OBJECTIVES =
1. In the article about the 1819 Central gallery, what recording name is painter George Frayne better known by?
2. Please carry on the article about the 1819 Central gallery from where it stops.

DOCUMENT SEGMENT =

···

Though it began as an afterthought, the gallery at 1819 Central has attracted some impressive artists in just four months of existence. Displayed so far: photographer Lisa Law; screen printer Jeff Wood and painter George Frayne. Coming soon: the digital art of Mark Mothersbaugh.
The thread that ties these artists together is music. Mothersbaugh, scheduled for an exhibition and video conference in May, is a member of Devo. Law has captured in black and white some of the biggest names in rock and roll. Wood, former singer of the now-defunct metal band the Sound and the Fury, designs psychedelic posters for jam and bluegrass stars.
Frayne, whose bright, impressionistic paintings of performers such as Jim Morrison will be displayed November 6 through December 31, is better known as the recording artist Commander Cody.
"You've got a wild man on piano," gallery co-owner Scott Burnett says. "Music happened for him, and he still paints and creates all the time."
Burnett is responsible for bringing the work of these and other artists to the walls of the simply named 1819 Gallery and Event Space, which he opened over the summer with Lawrence photographer John Gladman and local music producer Duane Trower.

···

PROVIDED DATA =
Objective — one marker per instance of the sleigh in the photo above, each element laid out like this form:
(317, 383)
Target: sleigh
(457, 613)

···

PER-TASK ANSWERS =
1. Commander Cody

2.
Burnett is a self-employed 34-year-old whose work within the music scene has included operating his own record label (Minnow Records), a lot of event promotion, Web-site creation, online branding, marketing for bands and a little producing. When the 1819 space became available earlier this year, Burnett thought of his friends Gladman and Trower, two guys whom he knew could also use a place to work on their passions.
Burnett introduced them to each other in the vacant building one day last spring. Almost on the spot, the three men decided to rent the studio space together. They easily envisioned how — after some intensive, DIY remodeling — Gladman could display and manage his photography business in the front of the building, Trower could record music in the back, Burnett could use one room as an office, and they could all benefit from the kitchenette. "I've always had an office somewhere," Burnett says.
But an art gallery may be the coolest space he has worked in yet.
Opening the building to the public on First Fridays and Second Saturdays was a no-brainer, given the Crossroads location and Gladman's profession. (When I visited the gallery recently, his oversized prints, including a portrait of his very rock-and-roll daughter, took up the walls near the entrance. Burnett says a series of music-related photos by Gladman will go up this Friday.)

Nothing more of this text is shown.